*SUPPLIED MATERIAL*

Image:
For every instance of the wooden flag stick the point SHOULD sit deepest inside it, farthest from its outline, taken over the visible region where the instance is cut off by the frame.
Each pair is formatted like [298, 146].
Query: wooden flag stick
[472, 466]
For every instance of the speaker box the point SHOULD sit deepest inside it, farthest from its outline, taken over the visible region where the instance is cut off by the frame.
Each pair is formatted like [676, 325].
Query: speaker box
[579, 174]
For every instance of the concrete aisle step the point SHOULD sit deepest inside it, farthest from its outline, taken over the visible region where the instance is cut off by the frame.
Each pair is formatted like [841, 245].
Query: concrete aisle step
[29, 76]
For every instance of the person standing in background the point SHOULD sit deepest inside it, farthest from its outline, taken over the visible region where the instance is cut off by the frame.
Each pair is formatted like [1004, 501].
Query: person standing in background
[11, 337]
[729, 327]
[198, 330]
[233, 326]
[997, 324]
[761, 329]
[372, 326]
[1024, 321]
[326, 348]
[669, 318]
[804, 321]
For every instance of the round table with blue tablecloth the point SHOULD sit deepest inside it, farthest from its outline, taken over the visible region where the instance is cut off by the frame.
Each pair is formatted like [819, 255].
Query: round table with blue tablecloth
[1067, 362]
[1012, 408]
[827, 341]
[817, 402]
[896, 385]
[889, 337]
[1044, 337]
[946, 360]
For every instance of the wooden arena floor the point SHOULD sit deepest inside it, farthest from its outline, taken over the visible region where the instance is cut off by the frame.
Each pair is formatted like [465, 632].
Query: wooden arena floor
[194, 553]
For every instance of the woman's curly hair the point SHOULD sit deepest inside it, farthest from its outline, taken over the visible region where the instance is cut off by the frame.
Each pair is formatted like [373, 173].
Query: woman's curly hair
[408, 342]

*WHAT YOU HAVE TO DO*
All lines of the entries containing the string "Each" must be shown in full.

*SOLUTION TO THIS EXERCISE*
Each pair is formatted like [298, 146].
Each pair is formatted like [676, 325].
Each pair is formatted like [841, 245].
Each pair is formatted like [1004, 501].
Each pair is formatted like [819, 255].
Each pair is formatted like [465, 632].
Each pair is formatted like [373, 173].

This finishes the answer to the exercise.